DU SACRÉ AU RATIONNEL
Beaucoup
d’entre nous sont nés en nageant dans le religieux, dans le sacré, dans l’eau bénite jusque par-dessus la tête. La divinité était omniprésente dans les moindres recoins de nos
vies. Nous étions pieux, dévots, superstitieux, crédules, dociles, bons
enfants. Nous étions mystiques aussi. Nous sublimions tout.
Pour
nous, le mal, le désordre, les malheurs venaient du péché. Il fallait combattre
le péché en nous, autour de nous et partout, par le sacrifice, la force de
volonté, la discipline, la violence même, et aussi par les missions.
Parfois
on osait regimber un peu, mais nos révoltes ne faisaient pas long feu. On
croyait en un Dieu infiniment bon, mais on croyait aussi qu’on ne méritait rien
de sa bonté. Il fallait sans cesse lutter pour se montrer dignes de ses biens.

#### DONNÉES FOURNIES

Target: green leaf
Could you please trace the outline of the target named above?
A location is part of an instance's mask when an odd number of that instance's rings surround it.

#### EXERCICE PROPOSÉ 1
D'après le texte fourni, pourquoi fallait-il combattre le péché partout, en soi comme autour de soi ?
#### EXERCICE PROPOSÉ 2
Citez fidèlement le passage du texte fourni qui commence par « DU SACRÉ AU » et se termine par « par les missions. ».

#### SOLUTION DÉTAILLÉE 1
Il fallait le combattre parce que le mal, le désordre et les malheurs étaient censés venir du péché. Les moyens de ce combat étaient le sacrifice, la force de volonté, la discipline, la violence même, et aussi les missions.

#### SOLUTION DÉTAILLÉE 2
DU SACRÉ AU RATIONNEL
Beaucoup
d’entre nous sont nés en nageant dans le religieux, dans le sacré, dans l’eau bénite jusque par-dessus la tête. La divinité était omniprésente dans les moindres recoins de nos
vies. Nous étions pieux, dévots, superstitieux, crédules, dociles, bons
enfants. Nous étions mystiques aussi. Nous sublimions tout.
Pour
nous, le mal, le désordre, les malheurs venaient du péché. Il fallait combattre
le péché en nous, autour de nous et partout, par le sacrifice, la force de
volonté, la discipline, la violence même, et aussi par les missions.